Entries taken from a collection
———
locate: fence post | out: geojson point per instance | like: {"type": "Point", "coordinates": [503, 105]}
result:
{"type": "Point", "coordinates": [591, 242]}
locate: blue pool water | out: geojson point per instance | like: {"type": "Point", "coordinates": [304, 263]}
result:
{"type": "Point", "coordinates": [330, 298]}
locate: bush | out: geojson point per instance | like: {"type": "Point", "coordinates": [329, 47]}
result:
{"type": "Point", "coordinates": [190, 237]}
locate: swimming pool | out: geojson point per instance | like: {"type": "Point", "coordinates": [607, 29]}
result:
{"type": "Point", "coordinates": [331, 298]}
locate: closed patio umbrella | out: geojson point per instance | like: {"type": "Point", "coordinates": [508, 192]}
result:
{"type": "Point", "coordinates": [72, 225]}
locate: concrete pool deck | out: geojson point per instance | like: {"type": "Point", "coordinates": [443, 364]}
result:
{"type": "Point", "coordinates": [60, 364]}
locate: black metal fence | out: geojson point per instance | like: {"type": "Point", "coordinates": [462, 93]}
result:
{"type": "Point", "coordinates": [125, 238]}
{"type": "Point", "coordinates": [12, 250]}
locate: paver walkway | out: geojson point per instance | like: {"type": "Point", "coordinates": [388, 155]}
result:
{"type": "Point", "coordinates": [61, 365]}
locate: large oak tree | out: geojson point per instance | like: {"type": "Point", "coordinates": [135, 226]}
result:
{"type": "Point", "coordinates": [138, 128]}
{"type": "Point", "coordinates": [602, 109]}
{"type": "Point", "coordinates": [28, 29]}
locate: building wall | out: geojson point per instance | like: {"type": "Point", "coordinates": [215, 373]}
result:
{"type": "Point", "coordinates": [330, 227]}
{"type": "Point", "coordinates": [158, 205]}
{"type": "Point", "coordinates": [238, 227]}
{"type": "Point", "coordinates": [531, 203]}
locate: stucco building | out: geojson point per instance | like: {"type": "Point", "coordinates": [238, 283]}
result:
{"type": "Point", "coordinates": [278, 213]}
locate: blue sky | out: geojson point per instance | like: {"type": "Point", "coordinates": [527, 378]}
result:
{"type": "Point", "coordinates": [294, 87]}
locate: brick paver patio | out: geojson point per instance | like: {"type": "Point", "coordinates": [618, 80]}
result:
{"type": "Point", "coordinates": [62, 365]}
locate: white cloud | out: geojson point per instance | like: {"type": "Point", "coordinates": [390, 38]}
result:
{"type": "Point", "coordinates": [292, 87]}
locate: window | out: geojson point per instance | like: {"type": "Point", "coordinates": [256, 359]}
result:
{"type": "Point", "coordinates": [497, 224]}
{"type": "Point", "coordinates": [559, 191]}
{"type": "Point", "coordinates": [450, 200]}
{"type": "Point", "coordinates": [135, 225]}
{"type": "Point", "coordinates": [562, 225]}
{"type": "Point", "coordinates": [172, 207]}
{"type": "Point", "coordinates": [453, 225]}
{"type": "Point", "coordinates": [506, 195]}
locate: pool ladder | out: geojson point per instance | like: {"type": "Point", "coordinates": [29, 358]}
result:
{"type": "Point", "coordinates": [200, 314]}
———
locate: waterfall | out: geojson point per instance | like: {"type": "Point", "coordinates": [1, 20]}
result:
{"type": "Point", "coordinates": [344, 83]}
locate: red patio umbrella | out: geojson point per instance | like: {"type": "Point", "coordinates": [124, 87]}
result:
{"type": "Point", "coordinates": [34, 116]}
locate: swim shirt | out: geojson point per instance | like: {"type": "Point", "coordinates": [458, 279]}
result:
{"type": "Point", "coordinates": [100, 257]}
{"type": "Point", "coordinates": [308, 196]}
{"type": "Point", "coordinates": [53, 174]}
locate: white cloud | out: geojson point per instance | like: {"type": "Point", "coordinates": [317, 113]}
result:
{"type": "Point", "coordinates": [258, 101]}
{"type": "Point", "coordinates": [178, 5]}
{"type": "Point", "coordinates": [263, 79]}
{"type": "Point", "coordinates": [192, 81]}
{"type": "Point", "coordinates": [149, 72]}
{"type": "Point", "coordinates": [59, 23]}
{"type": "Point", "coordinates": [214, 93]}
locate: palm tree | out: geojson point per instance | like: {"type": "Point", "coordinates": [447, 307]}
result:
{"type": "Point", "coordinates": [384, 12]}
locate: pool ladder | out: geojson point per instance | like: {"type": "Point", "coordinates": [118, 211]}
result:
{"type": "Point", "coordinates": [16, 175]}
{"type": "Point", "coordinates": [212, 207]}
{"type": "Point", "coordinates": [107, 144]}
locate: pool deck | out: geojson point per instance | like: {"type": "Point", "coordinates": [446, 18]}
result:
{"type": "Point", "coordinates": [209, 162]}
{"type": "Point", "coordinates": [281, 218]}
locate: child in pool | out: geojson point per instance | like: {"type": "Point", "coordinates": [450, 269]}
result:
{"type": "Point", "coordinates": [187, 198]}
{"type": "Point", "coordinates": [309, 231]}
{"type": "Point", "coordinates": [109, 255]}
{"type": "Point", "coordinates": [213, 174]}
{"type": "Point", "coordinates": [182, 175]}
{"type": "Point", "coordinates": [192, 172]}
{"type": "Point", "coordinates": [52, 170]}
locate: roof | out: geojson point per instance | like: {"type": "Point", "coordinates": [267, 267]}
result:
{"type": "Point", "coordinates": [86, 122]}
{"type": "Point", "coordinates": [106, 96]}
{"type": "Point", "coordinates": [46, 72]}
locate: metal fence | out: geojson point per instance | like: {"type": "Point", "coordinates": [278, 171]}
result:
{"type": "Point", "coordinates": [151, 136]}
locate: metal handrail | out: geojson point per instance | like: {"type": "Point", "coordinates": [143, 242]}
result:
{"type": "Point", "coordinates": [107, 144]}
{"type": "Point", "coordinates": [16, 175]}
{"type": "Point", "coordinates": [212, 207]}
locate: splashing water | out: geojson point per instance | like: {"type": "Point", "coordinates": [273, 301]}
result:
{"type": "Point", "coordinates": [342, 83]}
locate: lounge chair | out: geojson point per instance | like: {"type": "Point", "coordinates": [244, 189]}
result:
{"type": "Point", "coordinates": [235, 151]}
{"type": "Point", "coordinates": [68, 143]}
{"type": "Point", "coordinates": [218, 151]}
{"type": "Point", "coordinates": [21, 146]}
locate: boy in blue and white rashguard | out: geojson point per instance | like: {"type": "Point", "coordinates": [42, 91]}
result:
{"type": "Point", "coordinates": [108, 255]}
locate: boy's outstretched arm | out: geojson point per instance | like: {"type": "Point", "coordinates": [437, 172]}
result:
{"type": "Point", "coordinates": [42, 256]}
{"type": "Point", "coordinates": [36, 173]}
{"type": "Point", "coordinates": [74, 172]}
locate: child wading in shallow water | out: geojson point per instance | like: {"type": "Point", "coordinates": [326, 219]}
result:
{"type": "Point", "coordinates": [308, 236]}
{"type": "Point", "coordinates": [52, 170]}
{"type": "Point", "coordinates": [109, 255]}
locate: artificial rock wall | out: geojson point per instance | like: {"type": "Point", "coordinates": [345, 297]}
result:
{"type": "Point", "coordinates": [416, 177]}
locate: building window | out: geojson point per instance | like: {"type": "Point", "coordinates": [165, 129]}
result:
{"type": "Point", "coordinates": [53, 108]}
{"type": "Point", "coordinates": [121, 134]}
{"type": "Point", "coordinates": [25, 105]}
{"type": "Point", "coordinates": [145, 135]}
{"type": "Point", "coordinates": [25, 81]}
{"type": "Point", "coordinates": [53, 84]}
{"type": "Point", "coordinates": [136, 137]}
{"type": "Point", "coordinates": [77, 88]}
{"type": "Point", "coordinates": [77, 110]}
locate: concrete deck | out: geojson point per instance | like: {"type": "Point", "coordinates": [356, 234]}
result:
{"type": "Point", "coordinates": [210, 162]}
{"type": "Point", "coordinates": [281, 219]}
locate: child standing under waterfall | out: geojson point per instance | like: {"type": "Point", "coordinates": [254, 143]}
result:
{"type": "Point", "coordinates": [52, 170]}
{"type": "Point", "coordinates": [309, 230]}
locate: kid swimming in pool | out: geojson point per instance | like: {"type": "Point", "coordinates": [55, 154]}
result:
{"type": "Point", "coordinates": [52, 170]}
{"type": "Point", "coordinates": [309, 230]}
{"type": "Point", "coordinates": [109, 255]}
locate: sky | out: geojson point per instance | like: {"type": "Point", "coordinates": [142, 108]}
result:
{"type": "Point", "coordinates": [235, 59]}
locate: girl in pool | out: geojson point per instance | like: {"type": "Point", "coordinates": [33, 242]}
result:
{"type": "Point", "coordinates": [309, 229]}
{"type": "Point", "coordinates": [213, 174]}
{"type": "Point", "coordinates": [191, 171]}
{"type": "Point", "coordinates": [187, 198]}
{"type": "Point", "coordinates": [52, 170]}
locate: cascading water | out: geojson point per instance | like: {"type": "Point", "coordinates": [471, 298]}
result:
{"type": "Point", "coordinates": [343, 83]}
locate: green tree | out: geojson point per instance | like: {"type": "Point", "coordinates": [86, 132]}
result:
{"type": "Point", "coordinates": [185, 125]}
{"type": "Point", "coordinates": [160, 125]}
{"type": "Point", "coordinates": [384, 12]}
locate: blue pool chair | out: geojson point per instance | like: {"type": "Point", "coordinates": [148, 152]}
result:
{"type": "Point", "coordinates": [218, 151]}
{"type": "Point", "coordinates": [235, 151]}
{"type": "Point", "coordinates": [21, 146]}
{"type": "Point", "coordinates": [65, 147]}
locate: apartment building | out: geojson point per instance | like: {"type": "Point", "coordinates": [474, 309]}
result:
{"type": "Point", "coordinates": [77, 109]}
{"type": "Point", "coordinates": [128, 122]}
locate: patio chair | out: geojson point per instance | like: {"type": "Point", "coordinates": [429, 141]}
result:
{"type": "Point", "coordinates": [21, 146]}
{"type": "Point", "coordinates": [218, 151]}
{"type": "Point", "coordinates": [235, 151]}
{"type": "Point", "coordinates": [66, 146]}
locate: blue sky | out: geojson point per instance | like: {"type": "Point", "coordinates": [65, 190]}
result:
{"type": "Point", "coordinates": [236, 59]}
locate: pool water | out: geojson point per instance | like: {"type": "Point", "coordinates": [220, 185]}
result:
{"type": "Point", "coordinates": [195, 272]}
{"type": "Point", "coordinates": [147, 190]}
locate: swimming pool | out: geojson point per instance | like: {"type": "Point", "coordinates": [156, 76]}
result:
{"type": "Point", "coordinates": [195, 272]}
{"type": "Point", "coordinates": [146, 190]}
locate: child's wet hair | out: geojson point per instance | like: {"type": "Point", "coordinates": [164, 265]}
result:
———
◆ **TASK ITEM**: Answer with one number only: how many lines above contain the word "deck".

◆ **RESPONSE TO THIS TASK**: 3